Quoted passage:

────────────────

A typical Gezhi student takes eight 45-minute classes a day, five days a week for 16 weeks a semester, 2 semesters a year. The exact numbers of school days each week and school weeks each semester may vary depending on the date of Chinese holidays every year.

Advanced Placement courses and Honor classes are not available at Fuzhou Gezhi High School.

Extracurricular activities

Clubs

Students participate in a variety of extracurricular activities in Fuzhou Gezhi High School, though it was not until the first semester of 2011 to 2012 that participation in these activities became required for all students. Since September, 2011, credits are granted for club activities including the following: 

Fuzhou Gezhi High School is famous for its orchestra and sports teams. Gezhi has the best high school table tennis players and basketball players in Fuzhou.

────────────────

Dataset rows:
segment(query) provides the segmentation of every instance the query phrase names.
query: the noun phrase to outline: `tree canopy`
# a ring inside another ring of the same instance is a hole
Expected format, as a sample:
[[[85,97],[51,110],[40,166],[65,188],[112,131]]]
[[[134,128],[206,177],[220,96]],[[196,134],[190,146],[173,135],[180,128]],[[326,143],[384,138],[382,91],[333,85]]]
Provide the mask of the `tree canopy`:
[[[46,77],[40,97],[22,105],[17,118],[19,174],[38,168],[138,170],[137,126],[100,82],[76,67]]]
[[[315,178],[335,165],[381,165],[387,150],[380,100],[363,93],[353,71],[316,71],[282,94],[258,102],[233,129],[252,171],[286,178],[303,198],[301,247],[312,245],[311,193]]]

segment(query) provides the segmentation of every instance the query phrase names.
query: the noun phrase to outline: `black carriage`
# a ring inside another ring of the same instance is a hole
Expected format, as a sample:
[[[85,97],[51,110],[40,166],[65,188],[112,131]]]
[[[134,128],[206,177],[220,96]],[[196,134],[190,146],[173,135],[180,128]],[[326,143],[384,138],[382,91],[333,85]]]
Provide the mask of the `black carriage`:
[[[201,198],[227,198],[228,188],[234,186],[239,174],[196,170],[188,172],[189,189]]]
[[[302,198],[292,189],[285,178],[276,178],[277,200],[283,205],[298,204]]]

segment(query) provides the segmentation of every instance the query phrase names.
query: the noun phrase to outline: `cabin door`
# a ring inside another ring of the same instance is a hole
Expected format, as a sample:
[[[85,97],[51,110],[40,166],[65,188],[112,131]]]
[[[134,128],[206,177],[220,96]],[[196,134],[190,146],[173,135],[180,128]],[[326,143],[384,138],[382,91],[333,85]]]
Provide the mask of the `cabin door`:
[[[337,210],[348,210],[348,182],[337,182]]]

────────────────

Exercise prompt: In the text about Fuzhou Gezhi High School, how many classes does a typical student take each day, and how long is each one?

Answer to the exercise: Eight classes a day, each 45 minutes long.